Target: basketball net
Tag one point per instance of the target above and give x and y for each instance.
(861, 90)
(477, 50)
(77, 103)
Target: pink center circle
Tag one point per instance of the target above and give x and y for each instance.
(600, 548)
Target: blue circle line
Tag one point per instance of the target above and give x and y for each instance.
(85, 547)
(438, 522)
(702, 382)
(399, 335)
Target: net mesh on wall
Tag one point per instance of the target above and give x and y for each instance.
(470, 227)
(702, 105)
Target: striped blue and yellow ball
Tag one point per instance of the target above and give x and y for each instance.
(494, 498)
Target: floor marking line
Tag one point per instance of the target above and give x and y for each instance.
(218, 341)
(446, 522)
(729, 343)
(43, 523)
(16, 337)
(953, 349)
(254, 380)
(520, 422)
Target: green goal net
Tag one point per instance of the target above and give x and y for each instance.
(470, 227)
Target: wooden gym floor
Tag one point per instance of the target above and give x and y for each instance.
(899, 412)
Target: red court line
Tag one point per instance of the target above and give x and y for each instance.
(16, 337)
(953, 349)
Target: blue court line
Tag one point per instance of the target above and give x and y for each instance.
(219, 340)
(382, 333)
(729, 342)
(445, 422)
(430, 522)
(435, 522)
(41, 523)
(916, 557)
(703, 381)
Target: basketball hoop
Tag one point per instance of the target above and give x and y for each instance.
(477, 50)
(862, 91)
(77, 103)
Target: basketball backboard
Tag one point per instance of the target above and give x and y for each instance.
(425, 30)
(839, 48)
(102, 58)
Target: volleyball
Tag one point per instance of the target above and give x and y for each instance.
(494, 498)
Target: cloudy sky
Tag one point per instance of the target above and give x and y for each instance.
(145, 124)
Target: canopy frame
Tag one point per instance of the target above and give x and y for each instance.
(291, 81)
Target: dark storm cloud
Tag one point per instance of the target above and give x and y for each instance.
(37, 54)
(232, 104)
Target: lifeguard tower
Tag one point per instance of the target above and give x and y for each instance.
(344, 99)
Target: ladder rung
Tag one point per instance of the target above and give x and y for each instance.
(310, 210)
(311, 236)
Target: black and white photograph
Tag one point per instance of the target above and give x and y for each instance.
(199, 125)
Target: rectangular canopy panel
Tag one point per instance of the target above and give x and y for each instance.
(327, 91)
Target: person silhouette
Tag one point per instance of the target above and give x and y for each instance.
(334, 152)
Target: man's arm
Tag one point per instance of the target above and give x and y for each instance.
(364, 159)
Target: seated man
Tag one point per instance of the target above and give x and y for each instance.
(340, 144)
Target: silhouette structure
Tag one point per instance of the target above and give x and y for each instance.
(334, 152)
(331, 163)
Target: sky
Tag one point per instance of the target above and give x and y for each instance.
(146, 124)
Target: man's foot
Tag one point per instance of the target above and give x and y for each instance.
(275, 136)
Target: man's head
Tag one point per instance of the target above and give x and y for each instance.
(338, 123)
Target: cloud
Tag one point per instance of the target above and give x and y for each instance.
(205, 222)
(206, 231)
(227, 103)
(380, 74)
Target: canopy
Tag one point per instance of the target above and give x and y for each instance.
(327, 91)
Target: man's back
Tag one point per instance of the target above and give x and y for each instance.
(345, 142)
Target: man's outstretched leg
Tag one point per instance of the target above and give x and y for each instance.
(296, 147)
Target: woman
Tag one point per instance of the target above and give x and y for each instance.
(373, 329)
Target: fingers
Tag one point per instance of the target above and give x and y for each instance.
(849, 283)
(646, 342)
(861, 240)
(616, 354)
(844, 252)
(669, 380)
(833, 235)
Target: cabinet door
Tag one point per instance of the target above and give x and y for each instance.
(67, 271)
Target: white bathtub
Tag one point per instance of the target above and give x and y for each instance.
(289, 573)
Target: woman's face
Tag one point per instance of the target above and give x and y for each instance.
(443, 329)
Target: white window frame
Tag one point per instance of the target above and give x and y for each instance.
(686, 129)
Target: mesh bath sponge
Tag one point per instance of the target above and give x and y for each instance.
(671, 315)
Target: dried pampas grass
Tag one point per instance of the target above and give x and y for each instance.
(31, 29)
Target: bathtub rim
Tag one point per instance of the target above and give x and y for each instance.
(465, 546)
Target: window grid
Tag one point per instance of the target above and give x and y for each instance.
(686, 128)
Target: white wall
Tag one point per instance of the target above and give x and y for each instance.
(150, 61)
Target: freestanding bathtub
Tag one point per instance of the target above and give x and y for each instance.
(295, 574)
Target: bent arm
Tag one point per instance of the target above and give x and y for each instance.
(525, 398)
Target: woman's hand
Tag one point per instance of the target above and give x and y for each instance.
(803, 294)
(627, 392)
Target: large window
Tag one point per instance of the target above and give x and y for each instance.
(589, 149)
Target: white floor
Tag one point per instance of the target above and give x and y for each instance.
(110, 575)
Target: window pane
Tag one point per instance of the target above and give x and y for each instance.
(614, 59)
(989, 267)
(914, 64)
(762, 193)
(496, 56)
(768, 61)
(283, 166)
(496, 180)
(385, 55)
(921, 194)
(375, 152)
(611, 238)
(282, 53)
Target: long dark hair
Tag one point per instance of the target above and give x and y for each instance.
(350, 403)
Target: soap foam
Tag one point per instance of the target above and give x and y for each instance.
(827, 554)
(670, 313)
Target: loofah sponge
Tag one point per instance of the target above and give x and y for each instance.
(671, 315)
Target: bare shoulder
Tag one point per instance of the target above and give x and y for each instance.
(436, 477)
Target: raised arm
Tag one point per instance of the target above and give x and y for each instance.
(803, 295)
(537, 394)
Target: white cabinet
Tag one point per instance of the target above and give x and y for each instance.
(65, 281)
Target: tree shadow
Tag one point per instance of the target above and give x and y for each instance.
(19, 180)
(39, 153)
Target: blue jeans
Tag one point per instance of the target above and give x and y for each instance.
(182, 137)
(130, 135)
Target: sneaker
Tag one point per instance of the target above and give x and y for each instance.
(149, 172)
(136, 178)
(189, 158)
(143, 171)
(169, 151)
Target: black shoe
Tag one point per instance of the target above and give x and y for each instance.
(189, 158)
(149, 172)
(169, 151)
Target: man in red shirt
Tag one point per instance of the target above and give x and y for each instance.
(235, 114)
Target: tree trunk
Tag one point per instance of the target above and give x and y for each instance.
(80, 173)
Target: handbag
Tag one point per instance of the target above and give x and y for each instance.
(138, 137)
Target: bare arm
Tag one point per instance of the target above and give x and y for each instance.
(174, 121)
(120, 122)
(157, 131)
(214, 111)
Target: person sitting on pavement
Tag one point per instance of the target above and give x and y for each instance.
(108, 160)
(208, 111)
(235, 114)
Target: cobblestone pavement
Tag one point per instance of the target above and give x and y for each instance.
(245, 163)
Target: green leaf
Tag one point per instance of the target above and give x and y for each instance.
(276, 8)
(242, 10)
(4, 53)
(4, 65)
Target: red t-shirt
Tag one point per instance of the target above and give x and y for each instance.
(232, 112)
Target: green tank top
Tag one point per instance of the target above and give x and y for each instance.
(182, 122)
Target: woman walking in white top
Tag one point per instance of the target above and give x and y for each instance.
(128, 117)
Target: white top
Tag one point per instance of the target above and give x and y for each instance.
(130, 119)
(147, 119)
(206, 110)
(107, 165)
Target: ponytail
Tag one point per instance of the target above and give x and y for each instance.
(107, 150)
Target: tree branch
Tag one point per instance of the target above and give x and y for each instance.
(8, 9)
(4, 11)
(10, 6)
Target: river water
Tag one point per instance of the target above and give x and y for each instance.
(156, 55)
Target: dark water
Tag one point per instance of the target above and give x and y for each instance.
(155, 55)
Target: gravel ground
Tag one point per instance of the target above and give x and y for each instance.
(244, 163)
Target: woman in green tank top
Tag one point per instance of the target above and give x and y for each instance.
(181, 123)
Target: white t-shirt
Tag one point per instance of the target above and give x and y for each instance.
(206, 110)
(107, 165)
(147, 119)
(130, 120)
☆ ☆ ☆ ☆ ☆
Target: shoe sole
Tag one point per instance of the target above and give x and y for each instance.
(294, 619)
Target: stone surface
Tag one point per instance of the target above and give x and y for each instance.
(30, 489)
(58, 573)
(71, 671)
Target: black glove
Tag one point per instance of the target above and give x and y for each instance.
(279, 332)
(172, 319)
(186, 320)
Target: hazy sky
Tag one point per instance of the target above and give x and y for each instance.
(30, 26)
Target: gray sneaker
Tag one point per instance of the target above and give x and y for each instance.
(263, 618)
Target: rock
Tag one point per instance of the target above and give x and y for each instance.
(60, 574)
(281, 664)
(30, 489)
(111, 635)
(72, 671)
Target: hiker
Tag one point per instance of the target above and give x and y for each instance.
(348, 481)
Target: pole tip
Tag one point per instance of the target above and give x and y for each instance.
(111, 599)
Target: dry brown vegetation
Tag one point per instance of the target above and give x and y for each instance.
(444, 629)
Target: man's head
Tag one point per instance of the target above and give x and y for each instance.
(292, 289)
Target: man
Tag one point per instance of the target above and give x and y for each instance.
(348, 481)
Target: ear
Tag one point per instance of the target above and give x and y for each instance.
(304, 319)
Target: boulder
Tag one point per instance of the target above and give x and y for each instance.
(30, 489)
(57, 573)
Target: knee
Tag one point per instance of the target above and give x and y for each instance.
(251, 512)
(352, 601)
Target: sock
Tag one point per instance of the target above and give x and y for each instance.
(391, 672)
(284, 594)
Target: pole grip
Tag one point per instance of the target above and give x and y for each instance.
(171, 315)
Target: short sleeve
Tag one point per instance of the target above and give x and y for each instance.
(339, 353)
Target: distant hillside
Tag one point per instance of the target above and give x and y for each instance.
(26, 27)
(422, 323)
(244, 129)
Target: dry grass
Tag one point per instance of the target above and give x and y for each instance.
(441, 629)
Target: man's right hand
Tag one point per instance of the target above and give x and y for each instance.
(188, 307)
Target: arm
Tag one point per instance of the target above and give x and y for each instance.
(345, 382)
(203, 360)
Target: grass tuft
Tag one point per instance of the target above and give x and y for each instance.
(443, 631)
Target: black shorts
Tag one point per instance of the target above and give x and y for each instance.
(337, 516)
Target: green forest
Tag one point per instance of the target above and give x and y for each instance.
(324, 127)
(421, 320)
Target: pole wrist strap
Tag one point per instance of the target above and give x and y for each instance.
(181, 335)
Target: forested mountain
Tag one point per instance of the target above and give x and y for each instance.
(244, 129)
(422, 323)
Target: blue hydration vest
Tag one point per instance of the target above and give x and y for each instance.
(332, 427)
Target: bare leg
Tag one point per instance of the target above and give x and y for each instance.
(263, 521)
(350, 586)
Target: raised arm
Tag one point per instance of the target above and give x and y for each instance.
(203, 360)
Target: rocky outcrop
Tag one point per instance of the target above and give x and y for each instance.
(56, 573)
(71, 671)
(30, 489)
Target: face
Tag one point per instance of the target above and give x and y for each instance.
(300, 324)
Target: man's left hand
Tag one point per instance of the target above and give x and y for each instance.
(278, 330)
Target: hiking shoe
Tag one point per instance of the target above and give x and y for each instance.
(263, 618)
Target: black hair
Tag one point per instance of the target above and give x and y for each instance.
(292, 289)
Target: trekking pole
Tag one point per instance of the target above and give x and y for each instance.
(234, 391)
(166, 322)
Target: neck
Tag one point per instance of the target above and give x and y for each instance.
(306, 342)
☆ ☆ ☆ ☆ ☆
TASK TO COMPLETE → Leave out every line above except those from the line with "Target: basketball net" up to and including the line with "Target: blue circle line", and copy those exactly.

SOLVED EXERCISE →
Target: basketball net
Tag one point per instance of the target above and give x and y for each instance.
(861, 90)
(477, 50)
(77, 103)
Target: pink center circle
Tag one point per instance of the target above and give x and y for each instance.
(600, 548)
Target: blue circle line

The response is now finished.